EXERCISE DESCRIPTION >>
Rewrite the entries from the line that has "target = onion dome" through the line that has "[275,184,292,213]", replacing "Please identify" with "Locate" and leaving everything else unchanged.

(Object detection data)
+ + +

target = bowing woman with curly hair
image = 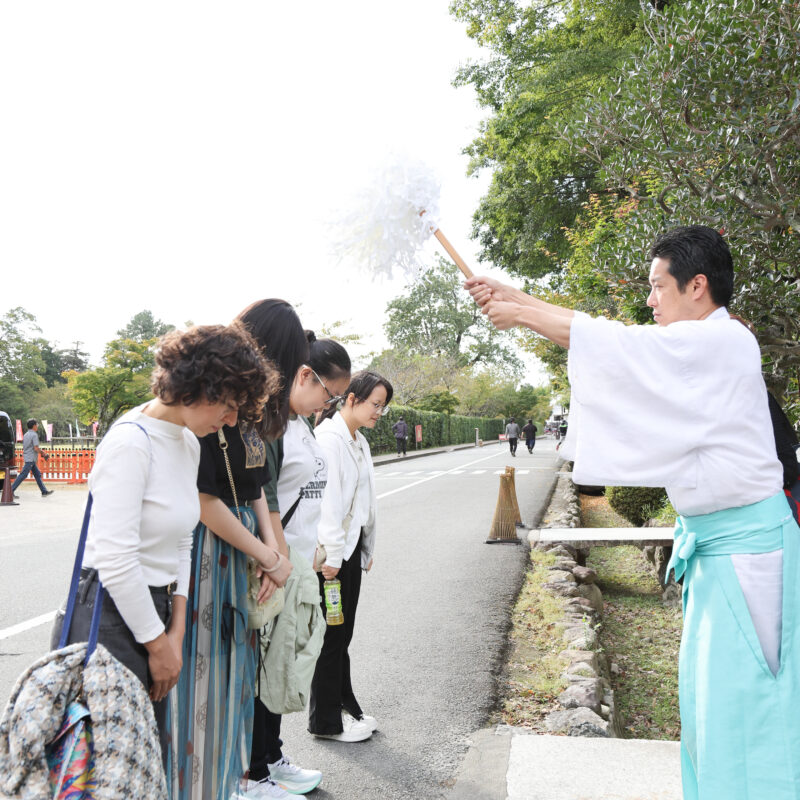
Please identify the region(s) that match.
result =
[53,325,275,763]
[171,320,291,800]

+ + +

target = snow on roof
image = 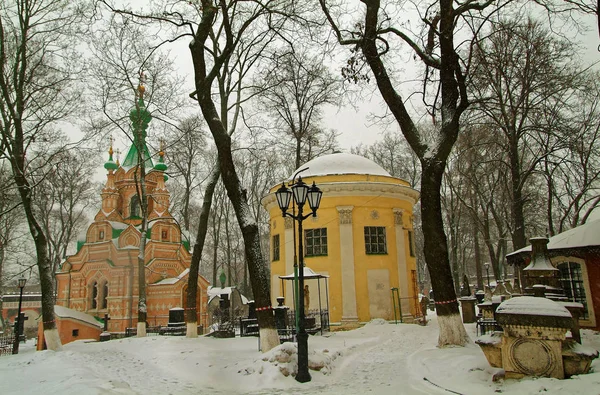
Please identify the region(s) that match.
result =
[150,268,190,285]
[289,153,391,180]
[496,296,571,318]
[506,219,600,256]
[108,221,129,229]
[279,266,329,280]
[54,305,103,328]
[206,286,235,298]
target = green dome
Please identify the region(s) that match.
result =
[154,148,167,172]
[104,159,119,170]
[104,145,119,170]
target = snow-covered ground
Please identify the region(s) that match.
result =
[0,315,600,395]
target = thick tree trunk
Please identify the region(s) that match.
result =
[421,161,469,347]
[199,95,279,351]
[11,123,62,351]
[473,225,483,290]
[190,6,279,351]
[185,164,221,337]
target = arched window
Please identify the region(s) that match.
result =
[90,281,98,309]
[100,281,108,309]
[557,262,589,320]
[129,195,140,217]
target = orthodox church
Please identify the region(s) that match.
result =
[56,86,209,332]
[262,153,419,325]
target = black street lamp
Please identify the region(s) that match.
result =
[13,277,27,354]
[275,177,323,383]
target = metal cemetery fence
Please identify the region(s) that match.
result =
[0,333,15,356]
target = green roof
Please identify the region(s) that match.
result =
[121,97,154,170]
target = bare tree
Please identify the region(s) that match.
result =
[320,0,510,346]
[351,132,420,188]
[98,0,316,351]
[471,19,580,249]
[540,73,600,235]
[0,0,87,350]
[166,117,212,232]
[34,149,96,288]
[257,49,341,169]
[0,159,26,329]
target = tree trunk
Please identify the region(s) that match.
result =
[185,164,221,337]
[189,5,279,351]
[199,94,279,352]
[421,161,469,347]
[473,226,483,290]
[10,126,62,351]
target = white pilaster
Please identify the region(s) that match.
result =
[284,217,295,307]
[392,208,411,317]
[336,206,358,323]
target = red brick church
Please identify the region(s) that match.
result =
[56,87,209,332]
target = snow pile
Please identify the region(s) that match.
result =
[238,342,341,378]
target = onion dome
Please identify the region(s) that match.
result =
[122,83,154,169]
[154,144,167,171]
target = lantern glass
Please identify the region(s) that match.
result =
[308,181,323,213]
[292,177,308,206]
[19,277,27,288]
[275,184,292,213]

+ + +

SOLUTION FOR THIS PROBLEM >>
target = onion dome
Locate the region(s) that match.
result =
[122,83,154,169]
[154,144,167,171]
target = lantern glass
Locate the region(s) that match.
result =
[308,181,323,213]
[292,177,308,206]
[19,277,27,288]
[275,184,292,213]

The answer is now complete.